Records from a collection
* begin *
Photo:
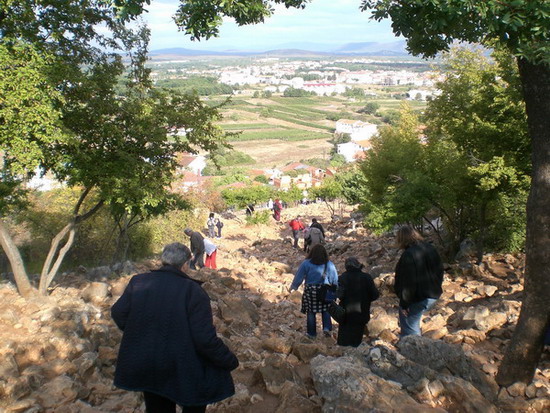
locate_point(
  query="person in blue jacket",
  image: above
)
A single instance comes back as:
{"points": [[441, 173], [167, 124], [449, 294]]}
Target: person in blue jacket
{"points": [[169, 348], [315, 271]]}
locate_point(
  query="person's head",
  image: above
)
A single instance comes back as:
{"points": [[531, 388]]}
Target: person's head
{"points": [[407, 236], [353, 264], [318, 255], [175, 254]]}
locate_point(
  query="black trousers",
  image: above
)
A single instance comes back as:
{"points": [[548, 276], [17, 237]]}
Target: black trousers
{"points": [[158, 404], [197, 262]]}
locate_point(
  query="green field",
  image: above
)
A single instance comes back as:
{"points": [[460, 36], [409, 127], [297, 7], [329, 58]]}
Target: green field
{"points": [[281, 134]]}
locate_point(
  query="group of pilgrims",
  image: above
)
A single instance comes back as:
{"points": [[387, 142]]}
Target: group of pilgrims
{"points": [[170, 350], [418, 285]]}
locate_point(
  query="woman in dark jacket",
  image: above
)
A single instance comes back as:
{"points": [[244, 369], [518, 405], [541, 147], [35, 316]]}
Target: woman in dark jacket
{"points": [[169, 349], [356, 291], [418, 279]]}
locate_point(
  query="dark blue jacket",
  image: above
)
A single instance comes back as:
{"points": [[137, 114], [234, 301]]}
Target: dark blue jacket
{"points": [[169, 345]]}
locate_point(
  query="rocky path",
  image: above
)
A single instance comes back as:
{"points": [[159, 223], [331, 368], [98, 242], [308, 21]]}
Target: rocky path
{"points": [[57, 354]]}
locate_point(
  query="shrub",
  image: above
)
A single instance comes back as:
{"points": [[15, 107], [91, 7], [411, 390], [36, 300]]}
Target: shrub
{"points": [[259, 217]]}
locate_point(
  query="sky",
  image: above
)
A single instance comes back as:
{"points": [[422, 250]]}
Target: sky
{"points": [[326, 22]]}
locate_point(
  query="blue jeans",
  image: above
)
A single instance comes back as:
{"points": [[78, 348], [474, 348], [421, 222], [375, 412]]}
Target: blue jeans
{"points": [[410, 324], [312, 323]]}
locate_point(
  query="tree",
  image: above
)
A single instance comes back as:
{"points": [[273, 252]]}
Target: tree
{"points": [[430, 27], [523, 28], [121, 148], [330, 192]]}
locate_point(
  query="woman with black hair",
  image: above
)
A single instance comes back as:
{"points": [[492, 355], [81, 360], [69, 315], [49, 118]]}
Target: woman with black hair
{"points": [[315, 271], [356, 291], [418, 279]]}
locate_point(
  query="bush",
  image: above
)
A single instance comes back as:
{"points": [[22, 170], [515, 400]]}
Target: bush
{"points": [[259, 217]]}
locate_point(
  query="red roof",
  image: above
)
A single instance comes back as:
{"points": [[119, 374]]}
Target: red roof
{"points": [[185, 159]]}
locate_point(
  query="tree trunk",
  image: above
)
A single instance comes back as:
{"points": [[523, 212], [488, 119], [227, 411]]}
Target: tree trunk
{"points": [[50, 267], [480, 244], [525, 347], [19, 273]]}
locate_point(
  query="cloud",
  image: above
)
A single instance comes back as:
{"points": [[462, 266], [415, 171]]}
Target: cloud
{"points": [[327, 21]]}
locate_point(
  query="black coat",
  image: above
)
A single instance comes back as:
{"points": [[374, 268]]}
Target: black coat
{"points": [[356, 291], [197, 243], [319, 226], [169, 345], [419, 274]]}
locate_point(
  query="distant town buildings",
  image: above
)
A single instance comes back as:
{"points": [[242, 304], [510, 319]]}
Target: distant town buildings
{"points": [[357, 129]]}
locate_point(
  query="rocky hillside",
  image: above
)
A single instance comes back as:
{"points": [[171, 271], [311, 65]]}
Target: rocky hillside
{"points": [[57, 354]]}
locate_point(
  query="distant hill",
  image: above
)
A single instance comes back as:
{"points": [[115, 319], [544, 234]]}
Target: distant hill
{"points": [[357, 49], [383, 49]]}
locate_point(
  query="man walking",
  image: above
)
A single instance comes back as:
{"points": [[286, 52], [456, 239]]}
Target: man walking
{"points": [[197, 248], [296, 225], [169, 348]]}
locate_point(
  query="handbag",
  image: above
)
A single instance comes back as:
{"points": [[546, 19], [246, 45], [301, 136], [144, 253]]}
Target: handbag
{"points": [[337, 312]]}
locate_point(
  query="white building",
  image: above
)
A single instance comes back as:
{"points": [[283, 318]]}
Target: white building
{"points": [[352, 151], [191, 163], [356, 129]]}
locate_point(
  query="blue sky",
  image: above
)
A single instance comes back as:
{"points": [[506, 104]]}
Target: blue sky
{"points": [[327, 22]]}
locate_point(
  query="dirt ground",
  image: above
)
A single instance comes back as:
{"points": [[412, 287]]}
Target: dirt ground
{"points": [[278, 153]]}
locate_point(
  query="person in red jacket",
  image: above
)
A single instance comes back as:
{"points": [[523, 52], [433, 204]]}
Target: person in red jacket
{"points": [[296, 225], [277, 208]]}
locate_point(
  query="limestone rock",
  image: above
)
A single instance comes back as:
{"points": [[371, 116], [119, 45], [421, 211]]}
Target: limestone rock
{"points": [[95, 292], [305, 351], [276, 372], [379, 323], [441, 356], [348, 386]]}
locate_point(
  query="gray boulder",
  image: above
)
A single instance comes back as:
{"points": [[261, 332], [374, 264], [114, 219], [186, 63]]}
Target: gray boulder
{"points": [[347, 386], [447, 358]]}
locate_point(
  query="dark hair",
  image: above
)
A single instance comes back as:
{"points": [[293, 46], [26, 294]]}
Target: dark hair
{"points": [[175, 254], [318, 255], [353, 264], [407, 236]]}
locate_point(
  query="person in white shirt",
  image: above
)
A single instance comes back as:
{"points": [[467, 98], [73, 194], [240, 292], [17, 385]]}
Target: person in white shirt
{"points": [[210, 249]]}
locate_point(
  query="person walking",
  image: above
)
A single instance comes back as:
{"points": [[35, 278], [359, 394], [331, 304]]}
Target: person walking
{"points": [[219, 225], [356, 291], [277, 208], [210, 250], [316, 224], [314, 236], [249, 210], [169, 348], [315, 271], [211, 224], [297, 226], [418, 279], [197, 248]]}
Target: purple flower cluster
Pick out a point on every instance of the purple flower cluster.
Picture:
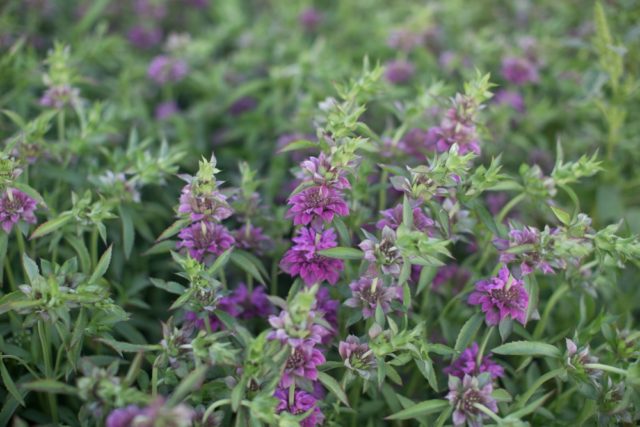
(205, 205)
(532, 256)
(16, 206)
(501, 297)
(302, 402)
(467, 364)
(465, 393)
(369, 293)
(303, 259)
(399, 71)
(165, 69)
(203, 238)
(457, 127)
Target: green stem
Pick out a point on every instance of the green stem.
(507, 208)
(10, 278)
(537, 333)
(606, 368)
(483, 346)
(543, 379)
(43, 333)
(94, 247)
* end *
### WRITTEN INSTRUCTION:
Write out exactly the lines beginning with the line that holds "Target: purple flower cluster" and ending with the final line of the data, both ends included, without the pictures.

### EXPECTED ANSWER:
Target: purple flower cluster
Pick out a point on every instance of the purple flower cluster.
Picture:
(205, 205)
(532, 256)
(16, 206)
(501, 297)
(302, 402)
(467, 364)
(465, 393)
(369, 293)
(303, 259)
(399, 71)
(165, 69)
(203, 238)
(457, 127)
Target: green stem
Pick out a point on every instance of the green stem.
(507, 208)
(10, 278)
(537, 333)
(606, 368)
(483, 346)
(543, 379)
(43, 333)
(94, 247)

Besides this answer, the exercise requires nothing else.